Challenge:
All entries below are to be set down again, identical to the source.
* Start Task input *
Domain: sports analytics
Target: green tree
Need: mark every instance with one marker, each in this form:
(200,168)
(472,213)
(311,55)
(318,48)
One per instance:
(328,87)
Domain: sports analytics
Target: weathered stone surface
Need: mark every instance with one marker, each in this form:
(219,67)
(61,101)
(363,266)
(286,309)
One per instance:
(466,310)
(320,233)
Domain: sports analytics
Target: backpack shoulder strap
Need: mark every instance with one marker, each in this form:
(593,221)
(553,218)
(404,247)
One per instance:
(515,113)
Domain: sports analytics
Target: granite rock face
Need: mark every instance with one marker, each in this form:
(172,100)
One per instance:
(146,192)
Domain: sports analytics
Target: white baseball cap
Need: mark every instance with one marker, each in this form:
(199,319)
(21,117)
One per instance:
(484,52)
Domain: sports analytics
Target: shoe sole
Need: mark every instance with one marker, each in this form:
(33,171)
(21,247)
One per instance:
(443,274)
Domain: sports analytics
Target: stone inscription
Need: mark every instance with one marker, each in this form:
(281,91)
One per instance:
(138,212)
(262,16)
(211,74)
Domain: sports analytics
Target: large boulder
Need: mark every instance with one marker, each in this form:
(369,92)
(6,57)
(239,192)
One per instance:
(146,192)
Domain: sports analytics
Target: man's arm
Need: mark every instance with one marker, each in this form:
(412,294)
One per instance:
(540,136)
* End Task input *
Expected output:
Domain: sports analytics
Target: green tree
Need: mark every instance with one marker, each in this form:
(200,168)
(472,213)
(311,55)
(318,48)
One per instance:
(328,87)
Domain: sports analytics
Target: weathered stone surface
Need: mark every instance with one marker, each in this form:
(219,67)
(61,101)
(363,266)
(286,309)
One per instance:
(466,310)
(320,233)
Domain: sports analytics
Target: backpack shoulder strap
Need: mark every instance with one marker, each in this form:
(593,221)
(553,218)
(404,247)
One per instance:
(515,113)
Domain: sports analytics
Target: granite rock face
Need: mark every instance with one marker, each in this form:
(172,100)
One per instance:
(146,192)
Domain: sports analytics
Target: white baseball cap
Need: mark every instance with one marker, each in this form:
(199,319)
(21,117)
One per instance:
(484,52)
Domain: sports analytics
Target: shoe sole
Need: mark every instance with one marker, each in this form:
(33,171)
(21,247)
One per instance:
(443,274)
Domain: sports analytics
Target: stone inscription
Need: mark every instance with one marker, each in this form:
(281,91)
One per instance:
(138,212)
(262,16)
(211,74)
Domain: sports analytics
Target: large boulder
Need: mark every instance with one marker, each in this form:
(369,92)
(6,57)
(239,192)
One per instance:
(146,192)
Domain: sports analytics
Target: man's arm
Need: mark every instance with one marker, each in this form:
(412,294)
One per instance:
(540,136)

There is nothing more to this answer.